Pouvez-vous reprendre le texte ci-dessous sur le transfert de lignes ferroviaires aux régions et le prolonger à partir de sa dernière phrase ?
*** Texte retenu
Transfert de la gestion de lignes de SNCF Réseau aux régions : 13 sections et 608 km concernés à ce jour

 Le mouvement de transfert de la gestion intégrale à certaines régions de « lignes de desserte fine du territoire » s’amorce. A ce jour, 13 de ces lignes pour un total de 608km sont en passe d’être transférées vers un total de six régions, soit Provence-Alpes-Côte d’Azur, Pays-de-la-Loire,  Occitanie, Grand Est, Bourgogne-Franche-Comté.

 Le linéaire qui échappe ainsi à la gestion de SNCF Réseau reste pour l‘instant modeste. Cette longueur de 608 km  est modeste sur le total de 9.100 km de ligne classées UIC 7 à 9 parcourues par des trains de voyageurs (TER). Si on y ajoute les lignes de cette catégorie parcourues uniquement par des trains de fret, la longueur du réseau classé UIC 7 à 9 atteint 12.000 km.

 Rappelons que la France dispose d’un réseau ferré de quelque 28.500 km dont 2.814 km de lignes nouvelles à grande vitesse ou mixtes. Le réseau classique se limite donc à 25.600 km, soit la moitié de celui dont hérita la SNCF à sa création en 1938.
******
*** Extrait de données
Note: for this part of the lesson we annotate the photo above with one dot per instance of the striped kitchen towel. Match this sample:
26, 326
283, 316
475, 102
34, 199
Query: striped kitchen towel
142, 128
******
> [Réponse]
Sans trafic ou avec 90 % du trafic issu d’une AOT depuis au moins 5 ans

 La loi LOM de décembre 2019 permet le transfert de certaines lignes aux régions, sur leur demande, moyennant un certain nombre de conditions, ainsi que le rappelle un dossier complet publié par le mensuel Rail Passion d’août (1). Ces lignes doivent être soit privées de trafic depuis au moins cinq années, soit afficher depuis au moins cinq ans 90 % de leur trafic issu d’une autorité organisatrice des transports (AOT), si possible avec moins de 20 trains par jour.

DSC04965Autorail provenant de Saint-Etienne en approche de la gare de Boën (Loire), qui sera son terminus. Les reliquats de la ligne Saint-Etienne-Clermont-Ferrand (Clermont-Thiers à l'ouest, Saint-Etienne-Boën à l'est) font partie des lignes UIC 7 à 9 avec moins de 20 trains par jour (6 allers-retours touchent Boën en semaine, aucun les samedis et dimanches). ©RDS

 La loi LOM détermine deux autres catégories de ces « petites lignes ». Une petite partie est reclassée dans le « réseau structurant », avec gestion prise en charge à 100 % par SNCF Réseau et financement prévu dans un « contrat de performance » Etat-SNCF Réseau. Une autre partie, importante, est cofinancée dans le cadre des contrats de plan Etat-Région (CPER).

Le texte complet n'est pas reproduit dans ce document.